An exact transcription of every record is needed.

━━━━━━━━━━━━━━━━

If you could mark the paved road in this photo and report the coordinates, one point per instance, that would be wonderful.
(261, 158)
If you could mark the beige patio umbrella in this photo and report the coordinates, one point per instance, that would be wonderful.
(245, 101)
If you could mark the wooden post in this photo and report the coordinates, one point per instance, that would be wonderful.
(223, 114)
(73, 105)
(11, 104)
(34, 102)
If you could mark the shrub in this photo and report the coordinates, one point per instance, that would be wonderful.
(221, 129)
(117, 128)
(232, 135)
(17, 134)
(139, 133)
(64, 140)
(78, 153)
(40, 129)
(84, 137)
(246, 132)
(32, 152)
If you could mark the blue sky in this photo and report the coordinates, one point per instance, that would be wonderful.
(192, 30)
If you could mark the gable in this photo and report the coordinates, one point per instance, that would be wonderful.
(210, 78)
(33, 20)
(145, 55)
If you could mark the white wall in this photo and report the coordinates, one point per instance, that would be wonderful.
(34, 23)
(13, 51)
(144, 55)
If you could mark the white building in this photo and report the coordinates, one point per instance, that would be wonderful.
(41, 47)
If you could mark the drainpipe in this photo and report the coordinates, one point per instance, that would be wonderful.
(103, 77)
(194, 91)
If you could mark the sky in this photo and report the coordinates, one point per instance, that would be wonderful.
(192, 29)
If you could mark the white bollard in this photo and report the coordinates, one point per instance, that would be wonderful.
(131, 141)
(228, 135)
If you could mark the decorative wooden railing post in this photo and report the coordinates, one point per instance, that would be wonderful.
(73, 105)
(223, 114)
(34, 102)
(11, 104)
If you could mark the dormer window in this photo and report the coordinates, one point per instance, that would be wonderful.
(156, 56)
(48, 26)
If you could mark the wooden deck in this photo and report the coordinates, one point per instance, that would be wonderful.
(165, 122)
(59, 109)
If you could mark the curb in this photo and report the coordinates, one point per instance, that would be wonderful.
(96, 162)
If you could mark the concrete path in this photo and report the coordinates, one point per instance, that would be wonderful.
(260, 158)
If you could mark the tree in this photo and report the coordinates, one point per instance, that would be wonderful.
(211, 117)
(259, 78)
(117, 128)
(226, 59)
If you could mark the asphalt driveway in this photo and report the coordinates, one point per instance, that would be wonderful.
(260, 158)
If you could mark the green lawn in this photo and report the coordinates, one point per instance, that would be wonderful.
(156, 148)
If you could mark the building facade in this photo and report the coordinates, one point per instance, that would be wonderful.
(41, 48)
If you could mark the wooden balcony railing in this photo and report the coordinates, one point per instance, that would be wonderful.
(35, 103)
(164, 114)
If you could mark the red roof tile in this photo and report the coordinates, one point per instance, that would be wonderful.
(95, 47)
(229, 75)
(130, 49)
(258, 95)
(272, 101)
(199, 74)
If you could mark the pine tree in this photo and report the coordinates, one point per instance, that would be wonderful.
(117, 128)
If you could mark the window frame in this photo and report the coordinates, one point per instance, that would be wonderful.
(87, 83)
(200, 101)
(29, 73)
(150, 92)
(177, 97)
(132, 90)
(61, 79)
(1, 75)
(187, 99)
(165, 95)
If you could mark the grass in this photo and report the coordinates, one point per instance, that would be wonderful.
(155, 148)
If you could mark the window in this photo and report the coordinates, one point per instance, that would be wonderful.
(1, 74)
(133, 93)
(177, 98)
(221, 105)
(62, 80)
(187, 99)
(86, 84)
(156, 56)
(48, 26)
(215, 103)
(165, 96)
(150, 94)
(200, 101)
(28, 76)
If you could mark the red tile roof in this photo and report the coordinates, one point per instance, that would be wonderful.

━━━━━━━━━━━━━━━━

### Expected answer
If you could mark the paved road in this photo and report the coordinates, one point per instance, that would be wonderful.
(261, 158)
If you could mark the beige patio umbrella in this photo and report the coordinates, one point per instance, that would be wonderful.
(245, 101)
If you could mark the wooden post in this photo and report the coordinates, one point per instance, that would be wonderful.
(223, 114)
(73, 105)
(11, 104)
(34, 102)
If you could mark the shrub in this photo and report the coordinates, one point per instance, that would be wonderful.
(221, 129)
(117, 128)
(232, 135)
(17, 134)
(139, 133)
(64, 140)
(78, 153)
(40, 129)
(84, 137)
(246, 132)
(32, 152)
If you could mark the blue sky in this photo and report the coordinates, one point per instance, that would be wonderful.
(192, 30)
If you could mark the gable in this photo and report the coordinates, one point per instance, that would be wonderful.
(210, 78)
(33, 20)
(145, 55)
If you could mark the white wall in this photo and report the coordinates, one point per instance, that would be wonderful.
(34, 23)
(13, 51)
(144, 55)
If you could mark the white building in this photo and report the coordinates, one point per instance, that would be wonderful.
(41, 47)
If you could mark the drainpipe in this photo and report the coordinates, one point per instance, that would be wonderful.
(103, 77)
(194, 91)
If you could mark the sky in this photo and report the coordinates, one point per instance, that would be wonderful.
(192, 29)
If you could mark the white bollard in this photo and report the coordinates, one point per instance, that would be wonderful.
(131, 141)
(228, 135)
If you could mark the decorative wooden railing post in this photo and report the coordinates, one point per instance, that would be wonderful.
(73, 105)
(223, 114)
(34, 102)
(11, 104)
If you could mark the dormer window in this photo and report the coordinates, one point per instance, that would be wonderful.
(156, 56)
(48, 26)
If you could mark the wooden deck in this photo and report the coordinates, one point per instance, that would be wonderful.
(165, 122)
(59, 109)
If you could mark the curb in this photo and report the coordinates, one point per instance, that would be wonderful.
(96, 162)
If you could mark the concrete path in this photo and report the coordinates, one point per instance, that would be wonderful.
(260, 158)
If you could mark the tree in this photo and report the coordinates, one point per instance, that would be wonderful.
(211, 117)
(259, 78)
(117, 128)
(226, 59)
If you could mark the asphalt driveway in this photo and report the coordinates, one point per instance, that would be wonderful.
(260, 158)
If you could mark the green lawn in this photo and report the coordinates, one point per instance, that would be wonderful.
(156, 148)
If you could mark the building facade in this photo and report the coordinates, one point per instance, that would be wonderful.
(41, 48)
If you could mark the wooden balcony railing in this photo and report the coordinates, one point per instance, that would be wonderful.
(35, 103)
(164, 114)
If you could mark the red roof tile in this photo and report the coordinates, one point per instance, that would be wonderful.
(95, 47)
(229, 75)
(130, 49)
(258, 95)
(272, 101)
(199, 74)
If you could mark the pine tree in this photo and report the coordinates, one point per instance, that would be wonderful.
(117, 128)
If you could mark the window frame in this photo and report the coordinates, one point per instance, that would be wonderful.
(87, 83)
(200, 101)
(29, 73)
(150, 92)
(177, 97)
(132, 90)
(61, 79)
(1, 75)
(187, 99)
(165, 95)
If you could mark the grass in this photo and report the coordinates, one point per instance, that would be wonderful.
(155, 148)
If you could mark the window in this photo and report the coordinates, one point per instance, that would be wonderful.
(1, 74)
(133, 93)
(177, 98)
(221, 105)
(62, 80)
(187, 99)
(86, 84)
(156, 56)
(48, 26)
(215, 103)
(165, 96)
(150, 94)
(200, 101)
(28, 76)
If you could mark the red tile roof in this photo and report the coordinates, one point per instance, that would be wonderful.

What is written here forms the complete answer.